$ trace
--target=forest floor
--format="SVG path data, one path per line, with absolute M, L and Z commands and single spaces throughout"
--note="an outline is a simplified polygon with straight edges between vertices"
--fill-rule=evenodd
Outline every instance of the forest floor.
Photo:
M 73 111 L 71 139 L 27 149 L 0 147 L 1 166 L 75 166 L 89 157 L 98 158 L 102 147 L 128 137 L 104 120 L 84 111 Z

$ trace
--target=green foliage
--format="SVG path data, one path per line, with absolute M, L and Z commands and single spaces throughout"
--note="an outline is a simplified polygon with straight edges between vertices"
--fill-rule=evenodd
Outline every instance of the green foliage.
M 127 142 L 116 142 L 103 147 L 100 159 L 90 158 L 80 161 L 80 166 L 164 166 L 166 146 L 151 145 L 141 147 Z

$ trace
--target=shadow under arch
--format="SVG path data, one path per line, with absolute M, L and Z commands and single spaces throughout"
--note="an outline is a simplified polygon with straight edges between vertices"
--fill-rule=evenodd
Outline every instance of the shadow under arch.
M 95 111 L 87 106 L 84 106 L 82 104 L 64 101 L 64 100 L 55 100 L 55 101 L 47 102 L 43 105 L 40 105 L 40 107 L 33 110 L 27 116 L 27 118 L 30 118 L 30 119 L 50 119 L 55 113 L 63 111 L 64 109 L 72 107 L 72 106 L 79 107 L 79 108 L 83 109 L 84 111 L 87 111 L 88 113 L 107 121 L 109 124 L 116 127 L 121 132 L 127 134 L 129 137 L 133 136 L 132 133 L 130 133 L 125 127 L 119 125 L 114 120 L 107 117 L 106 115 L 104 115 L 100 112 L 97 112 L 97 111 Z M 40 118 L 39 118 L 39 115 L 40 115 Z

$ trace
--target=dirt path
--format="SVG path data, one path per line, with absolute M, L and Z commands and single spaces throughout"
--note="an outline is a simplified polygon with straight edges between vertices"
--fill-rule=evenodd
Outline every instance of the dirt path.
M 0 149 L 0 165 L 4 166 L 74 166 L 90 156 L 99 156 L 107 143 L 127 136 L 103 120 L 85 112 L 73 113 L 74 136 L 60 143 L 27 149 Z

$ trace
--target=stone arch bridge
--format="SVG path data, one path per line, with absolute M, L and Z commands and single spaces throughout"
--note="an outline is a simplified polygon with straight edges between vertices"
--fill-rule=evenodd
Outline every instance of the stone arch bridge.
★ ★ ★
Quote all five items above verbatim, reproducing every line without change.

● **Finished task**
$ trace
--target=forest floor
--format="SVG path data, one path per line, with absolute M, L and Z commands and single spaces throughout"
--note="an outline is a simplified polygon with straight edges between vertices"
--fill-rule=evenodd
Outline every instance of the forest floor.
Photo:
M 73 111 L 71 139 L 27 149 L 0 147 L 1 166 L 75 166 L 89 157 L 98 158 L 102 147 L 128 137 L 104 120 L 84 111 Z

$ trace
--target=green foliage
--format="SVG path data, one path per line, with absolute M, L and Z commands and single spaces throughout"
--note="an outline is a simplified polygon with straight edges between vertices"
--fill-rule=evenodd
Outline every instance of the green foliage.
M 127 142 L 116 142 L 103 147 L 100 159 L 90 158 L 80 161 L 80 166 L 164 166 L 166 146 L 151 145 L 141 147 Z

$ trace
--target=shadow under arch
--format="SVG path data, one path per line, with absolute M, L and Z commands and single spaces throughout"
--note="an outline is a simplified polygon with straight edges between vertices"
--fill-rule=evenodd
Outline every instance of the shadow under arch.
M 95 111 L 87 106 L 84 106 L 82 104 L 64 101 L 64 100 L 55 100 L 55 101 L 47 102 L 43 105 L 40 105 L 40 107 L 33 110 L 27 116 L 27 118 L 30 118 L 30 119 L 50 119 L 55 113 L 63 111 L 64 109 L 72 107 L 72 106 L 79 107 L 79 108 L 83 109 L 84 111 L 87 111 L 88 113 L 107 121 L 109 124 L 116 127 L 121 132 L 127 134 L 129 137 L 133 136 L 132 133 L 130 133 L 125 127 L 119 125 L 114 120 L 107 117 L 106 115 L 104 115 L 100 112 L 97 112 L 97 111 Z M 40 118 L 39 118 L 39 115 L 40 115 Z

$ trace
--target=dirt path
--format="SVG path data, one path per line, with absolute M, L and Z commands and single spaces throughout"
--note="an outline is a simplified polygon with straight edges between vertices"
--fill-rule=evenodd
Outline every instance of the dirt path.
M 0 149 L 0 165 L 4 166 L 74 166 L 90 156 L 99 156 L 107 143 L 127 136 L 103 120 L 85 112 L 73 113 L 74 136 L 60 143 L 27 149 Z

$ trace
--target=stone arch bridge
--format="SVG path data, one path per line, with absolute M, L and Z commands and single spaces throughout"
--note="an outline is a simplified polygon with straight edges between vertices"
--fill-rule=evenodd
Outline every instance of the stone arch bridge.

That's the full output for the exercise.